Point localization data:
•••••
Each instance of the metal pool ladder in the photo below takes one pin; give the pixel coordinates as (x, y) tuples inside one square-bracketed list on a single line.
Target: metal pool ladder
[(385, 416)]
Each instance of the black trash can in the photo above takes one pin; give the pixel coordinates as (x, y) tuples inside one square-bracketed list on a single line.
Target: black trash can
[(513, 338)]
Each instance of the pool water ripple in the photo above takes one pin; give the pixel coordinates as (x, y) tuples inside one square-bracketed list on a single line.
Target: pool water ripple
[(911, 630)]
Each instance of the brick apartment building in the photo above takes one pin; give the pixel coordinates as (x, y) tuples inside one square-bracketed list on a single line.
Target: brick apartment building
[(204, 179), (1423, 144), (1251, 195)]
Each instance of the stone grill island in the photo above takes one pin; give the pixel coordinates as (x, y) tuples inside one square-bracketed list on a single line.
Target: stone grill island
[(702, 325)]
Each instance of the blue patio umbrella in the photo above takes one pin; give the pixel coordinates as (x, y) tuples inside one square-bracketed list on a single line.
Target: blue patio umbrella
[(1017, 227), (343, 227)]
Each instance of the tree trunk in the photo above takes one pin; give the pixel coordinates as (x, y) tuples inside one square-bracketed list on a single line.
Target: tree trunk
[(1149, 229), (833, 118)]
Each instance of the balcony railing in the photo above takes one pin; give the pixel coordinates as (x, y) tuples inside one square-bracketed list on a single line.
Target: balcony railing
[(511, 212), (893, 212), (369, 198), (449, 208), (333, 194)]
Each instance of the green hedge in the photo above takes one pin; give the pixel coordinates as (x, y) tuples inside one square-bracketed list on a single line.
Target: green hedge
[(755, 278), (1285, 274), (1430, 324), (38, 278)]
•••••
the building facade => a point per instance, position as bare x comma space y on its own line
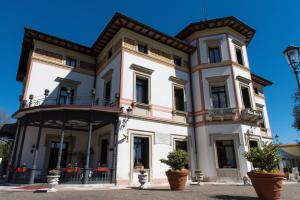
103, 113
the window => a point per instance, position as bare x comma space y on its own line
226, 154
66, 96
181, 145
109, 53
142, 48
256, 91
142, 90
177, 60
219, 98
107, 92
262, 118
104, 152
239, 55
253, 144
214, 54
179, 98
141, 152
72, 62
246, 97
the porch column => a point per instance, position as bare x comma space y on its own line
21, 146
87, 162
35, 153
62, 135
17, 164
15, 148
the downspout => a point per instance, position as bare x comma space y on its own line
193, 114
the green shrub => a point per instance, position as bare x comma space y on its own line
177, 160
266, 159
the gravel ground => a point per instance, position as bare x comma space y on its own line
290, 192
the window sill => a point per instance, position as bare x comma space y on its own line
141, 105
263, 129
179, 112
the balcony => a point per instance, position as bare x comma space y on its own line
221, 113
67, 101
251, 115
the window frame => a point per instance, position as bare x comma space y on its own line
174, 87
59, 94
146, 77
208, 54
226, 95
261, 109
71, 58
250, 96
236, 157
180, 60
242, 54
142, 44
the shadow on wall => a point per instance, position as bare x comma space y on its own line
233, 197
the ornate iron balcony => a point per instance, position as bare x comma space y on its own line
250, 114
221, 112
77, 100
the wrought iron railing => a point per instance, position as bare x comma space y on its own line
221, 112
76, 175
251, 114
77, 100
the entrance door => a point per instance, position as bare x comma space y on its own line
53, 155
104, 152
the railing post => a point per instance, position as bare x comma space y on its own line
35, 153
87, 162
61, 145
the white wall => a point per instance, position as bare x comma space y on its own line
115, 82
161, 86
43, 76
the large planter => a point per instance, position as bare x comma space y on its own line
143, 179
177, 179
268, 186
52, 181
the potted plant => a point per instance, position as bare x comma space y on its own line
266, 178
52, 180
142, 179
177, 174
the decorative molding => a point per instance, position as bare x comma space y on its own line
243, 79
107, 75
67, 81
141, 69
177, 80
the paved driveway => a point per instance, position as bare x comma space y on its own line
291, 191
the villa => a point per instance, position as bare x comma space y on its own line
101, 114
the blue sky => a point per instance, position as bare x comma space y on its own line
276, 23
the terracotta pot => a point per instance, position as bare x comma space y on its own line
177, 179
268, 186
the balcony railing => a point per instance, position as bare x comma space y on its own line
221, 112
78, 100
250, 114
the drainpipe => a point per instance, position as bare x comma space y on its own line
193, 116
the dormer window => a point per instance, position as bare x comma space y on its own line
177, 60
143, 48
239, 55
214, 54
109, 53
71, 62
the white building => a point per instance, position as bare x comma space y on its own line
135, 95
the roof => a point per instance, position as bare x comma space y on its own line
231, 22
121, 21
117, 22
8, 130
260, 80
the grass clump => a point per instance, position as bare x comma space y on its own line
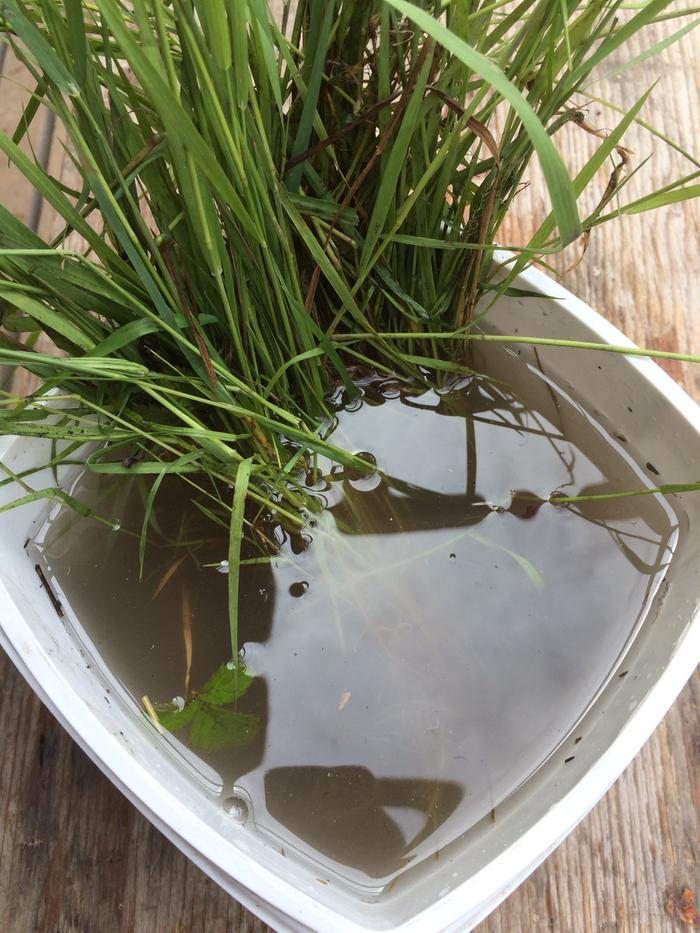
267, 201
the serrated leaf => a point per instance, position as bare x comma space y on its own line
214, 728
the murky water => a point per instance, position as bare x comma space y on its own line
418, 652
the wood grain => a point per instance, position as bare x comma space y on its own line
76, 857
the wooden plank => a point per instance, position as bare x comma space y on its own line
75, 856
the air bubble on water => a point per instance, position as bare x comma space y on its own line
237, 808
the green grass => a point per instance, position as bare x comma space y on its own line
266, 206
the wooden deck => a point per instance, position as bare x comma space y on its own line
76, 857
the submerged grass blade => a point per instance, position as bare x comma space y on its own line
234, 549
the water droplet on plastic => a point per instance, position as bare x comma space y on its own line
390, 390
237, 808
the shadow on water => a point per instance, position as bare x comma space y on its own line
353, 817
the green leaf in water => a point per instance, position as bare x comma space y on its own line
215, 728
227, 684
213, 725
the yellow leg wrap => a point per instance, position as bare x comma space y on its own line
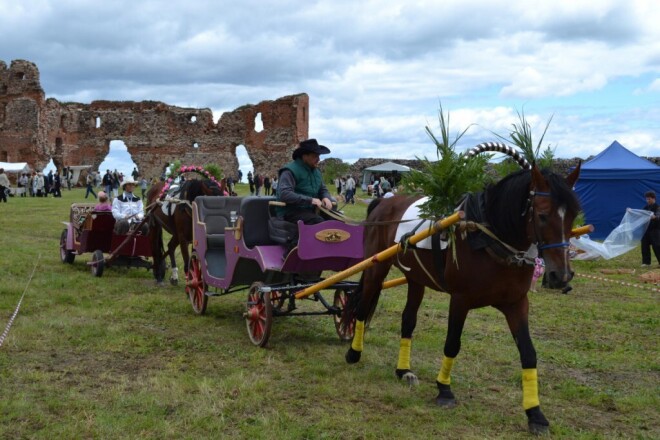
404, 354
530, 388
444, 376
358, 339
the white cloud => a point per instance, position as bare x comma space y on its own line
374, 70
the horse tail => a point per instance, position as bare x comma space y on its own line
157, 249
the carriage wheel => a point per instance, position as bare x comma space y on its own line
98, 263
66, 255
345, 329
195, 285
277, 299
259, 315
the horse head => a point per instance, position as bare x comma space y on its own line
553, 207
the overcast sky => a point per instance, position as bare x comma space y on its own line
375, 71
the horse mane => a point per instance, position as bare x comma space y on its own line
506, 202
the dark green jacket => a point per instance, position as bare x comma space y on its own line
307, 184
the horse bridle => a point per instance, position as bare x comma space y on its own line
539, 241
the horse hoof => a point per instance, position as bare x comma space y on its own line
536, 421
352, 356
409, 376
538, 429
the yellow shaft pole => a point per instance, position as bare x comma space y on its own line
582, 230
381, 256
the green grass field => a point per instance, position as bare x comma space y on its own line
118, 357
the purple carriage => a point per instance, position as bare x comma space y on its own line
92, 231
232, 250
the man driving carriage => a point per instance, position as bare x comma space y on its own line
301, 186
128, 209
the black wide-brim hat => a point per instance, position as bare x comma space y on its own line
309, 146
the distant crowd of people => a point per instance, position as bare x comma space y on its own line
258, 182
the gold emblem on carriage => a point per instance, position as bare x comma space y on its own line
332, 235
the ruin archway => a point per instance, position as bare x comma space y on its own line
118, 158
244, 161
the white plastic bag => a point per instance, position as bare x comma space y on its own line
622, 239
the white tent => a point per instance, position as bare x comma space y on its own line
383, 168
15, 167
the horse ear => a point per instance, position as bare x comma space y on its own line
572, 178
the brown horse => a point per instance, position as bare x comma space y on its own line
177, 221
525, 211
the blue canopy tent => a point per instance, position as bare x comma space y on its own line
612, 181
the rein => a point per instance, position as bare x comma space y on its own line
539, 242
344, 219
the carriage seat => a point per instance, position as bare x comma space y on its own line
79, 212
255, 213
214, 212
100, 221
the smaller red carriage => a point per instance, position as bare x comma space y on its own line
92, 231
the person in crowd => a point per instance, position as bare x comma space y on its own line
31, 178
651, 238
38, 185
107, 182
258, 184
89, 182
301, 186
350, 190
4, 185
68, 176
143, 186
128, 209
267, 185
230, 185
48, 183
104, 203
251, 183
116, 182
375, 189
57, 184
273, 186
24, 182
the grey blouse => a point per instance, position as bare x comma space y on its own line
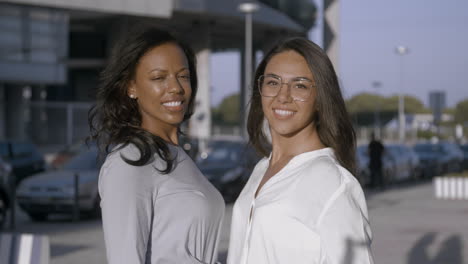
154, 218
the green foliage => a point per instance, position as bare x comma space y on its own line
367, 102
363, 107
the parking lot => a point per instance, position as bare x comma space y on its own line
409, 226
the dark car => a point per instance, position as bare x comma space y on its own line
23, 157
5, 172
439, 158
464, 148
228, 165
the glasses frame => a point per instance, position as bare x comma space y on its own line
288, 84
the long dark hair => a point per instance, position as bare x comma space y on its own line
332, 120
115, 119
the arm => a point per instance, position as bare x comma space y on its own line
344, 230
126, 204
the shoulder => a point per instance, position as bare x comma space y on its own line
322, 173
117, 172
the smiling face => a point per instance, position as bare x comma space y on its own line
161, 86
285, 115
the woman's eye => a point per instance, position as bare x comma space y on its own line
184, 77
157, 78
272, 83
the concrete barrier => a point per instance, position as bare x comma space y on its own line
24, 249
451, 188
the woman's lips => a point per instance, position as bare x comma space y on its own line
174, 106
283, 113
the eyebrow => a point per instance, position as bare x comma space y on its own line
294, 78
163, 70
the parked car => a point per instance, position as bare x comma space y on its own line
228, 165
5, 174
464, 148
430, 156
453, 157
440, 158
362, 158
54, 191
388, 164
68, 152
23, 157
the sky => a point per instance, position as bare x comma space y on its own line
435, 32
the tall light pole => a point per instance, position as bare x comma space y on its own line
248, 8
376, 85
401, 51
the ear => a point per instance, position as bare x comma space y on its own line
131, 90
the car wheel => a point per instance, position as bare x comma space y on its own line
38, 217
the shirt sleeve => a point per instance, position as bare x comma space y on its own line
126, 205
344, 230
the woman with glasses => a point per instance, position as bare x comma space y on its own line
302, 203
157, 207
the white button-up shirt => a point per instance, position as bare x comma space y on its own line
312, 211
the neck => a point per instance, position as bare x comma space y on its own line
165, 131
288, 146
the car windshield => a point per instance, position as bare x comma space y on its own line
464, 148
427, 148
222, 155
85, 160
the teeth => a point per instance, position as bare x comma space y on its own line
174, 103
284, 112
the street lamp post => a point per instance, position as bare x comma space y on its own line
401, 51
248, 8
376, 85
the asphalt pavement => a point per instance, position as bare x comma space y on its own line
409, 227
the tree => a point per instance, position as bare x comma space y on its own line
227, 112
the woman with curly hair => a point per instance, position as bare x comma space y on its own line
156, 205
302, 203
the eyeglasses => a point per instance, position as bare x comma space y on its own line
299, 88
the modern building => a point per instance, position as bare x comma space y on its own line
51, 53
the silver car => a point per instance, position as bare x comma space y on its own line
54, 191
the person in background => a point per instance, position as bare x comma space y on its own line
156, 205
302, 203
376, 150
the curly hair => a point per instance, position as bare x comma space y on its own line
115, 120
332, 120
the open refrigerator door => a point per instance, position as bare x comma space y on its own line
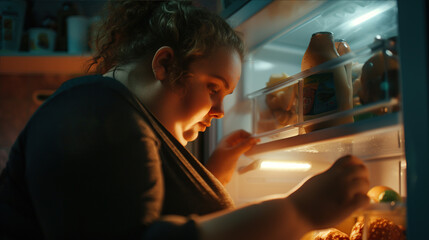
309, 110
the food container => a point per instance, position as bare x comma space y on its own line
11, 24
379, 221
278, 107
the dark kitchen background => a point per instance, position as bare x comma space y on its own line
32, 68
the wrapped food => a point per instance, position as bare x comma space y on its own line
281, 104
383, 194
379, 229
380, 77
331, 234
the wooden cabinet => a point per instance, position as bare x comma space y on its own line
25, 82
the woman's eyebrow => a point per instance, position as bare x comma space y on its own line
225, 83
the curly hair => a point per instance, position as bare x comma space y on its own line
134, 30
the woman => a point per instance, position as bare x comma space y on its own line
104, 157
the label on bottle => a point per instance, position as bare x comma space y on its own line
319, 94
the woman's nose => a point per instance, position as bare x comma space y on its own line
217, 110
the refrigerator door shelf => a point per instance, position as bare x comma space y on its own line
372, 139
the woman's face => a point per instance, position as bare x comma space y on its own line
•••••
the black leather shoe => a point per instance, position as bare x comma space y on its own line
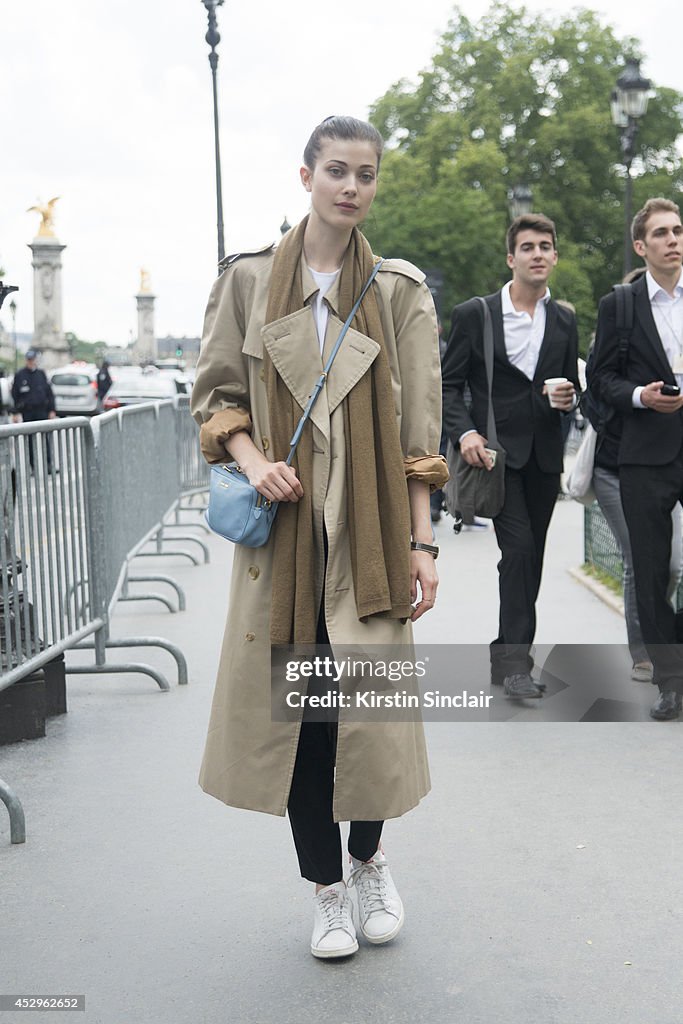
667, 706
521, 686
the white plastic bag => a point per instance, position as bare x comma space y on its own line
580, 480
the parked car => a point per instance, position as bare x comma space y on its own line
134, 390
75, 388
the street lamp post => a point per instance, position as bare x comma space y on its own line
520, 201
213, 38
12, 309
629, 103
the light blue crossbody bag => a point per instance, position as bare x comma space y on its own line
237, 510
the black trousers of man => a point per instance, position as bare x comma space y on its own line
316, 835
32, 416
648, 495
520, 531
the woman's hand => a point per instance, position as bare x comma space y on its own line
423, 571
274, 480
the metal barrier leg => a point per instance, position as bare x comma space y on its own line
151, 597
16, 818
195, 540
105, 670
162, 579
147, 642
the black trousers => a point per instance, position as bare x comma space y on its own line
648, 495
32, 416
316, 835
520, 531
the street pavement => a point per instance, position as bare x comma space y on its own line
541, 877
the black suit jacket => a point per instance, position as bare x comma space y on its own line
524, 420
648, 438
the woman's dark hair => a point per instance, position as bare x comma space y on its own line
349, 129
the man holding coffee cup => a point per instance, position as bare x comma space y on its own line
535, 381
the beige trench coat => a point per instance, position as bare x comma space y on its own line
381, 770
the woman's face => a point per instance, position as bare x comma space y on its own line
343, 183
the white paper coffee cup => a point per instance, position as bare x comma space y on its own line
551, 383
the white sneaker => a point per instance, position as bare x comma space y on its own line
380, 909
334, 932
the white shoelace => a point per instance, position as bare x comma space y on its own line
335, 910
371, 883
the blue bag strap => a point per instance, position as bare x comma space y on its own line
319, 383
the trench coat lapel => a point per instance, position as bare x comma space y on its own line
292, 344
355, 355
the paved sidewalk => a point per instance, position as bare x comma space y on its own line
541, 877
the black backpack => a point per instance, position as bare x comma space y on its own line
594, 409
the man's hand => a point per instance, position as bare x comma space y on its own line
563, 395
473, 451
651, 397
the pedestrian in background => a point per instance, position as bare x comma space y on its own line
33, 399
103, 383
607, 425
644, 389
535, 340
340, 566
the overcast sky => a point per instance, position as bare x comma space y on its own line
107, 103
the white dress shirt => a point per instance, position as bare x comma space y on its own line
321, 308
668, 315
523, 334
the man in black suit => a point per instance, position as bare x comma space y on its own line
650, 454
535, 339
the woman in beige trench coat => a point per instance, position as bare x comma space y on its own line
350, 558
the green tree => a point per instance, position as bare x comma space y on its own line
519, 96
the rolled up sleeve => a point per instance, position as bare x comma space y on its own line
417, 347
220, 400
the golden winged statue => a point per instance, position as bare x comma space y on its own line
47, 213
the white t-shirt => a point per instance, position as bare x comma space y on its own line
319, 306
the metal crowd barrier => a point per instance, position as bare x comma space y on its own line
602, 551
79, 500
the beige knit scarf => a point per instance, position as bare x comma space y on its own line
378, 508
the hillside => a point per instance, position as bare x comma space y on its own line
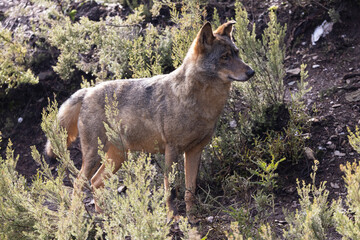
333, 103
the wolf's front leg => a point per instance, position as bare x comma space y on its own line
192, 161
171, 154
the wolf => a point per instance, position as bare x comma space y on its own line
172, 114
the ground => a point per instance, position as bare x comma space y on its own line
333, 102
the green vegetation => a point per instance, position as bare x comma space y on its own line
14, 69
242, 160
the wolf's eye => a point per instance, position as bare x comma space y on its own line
•••••
** Assignment **
Please write out, exactly as they appear above, only the lines in the stretch from the line with "Each instance of the metal" through the line with "Each instance of the balcony".

** Task result **
Each instance of the metal pool ladder in the photo below takes one pin; give the pixel coordinates as (x, y) tuples inside one square-bracketed list on a single line.
Target: metal pool ladder
[(385, 416)]
Each instance of the black trash can in the photo above takes one pin; give the pixel coordinates as (x, y) tuples inside one square-bracketed list on a single line.
Target: black trash can
[(513, 338)]
Each instance of the pool water ripple in the photo above takes one pin; give the pixel coordinates as (x, y) tuples inside one square-bracketed list on a single line.
Target: pool water ripple
[(911, 630)]
Each instance of the brick apartment building in the photo above takes one pin; give the pixel coordinates as (x, y) tuples inside one square-bracketed list on a single line.
Target: brick apartment building
[(204, 179), (1423, 144), (1251, 195)]
Each instance of the stone grill island in the photo above takes one pin; give the pixel coordinates as (x, y) tuples inside one square-bracketed list on a single line.
Target: stone grill island
[(702, 325)]
Each instance of the blue patio umbrella in the photo above takes one pin; give the pixel coordinates as (x, y) tuples inside one square-bracketed list on a single line.
Target: blue patio umbrella
[(1017, 227), (343, 227)]
Each instance of the tree trunk in the photo above takes one pin; give the pixel coordinates as (x, y) tuples inside one square-bracketed list on a single line.
Target: tree trunk
[(1149, 229), (833, 118)]
Each instance of the balcony railing in the photo above takes one pin; give the pixel coordinates as (x, y) tuples inside one square-bracketed list on a single line.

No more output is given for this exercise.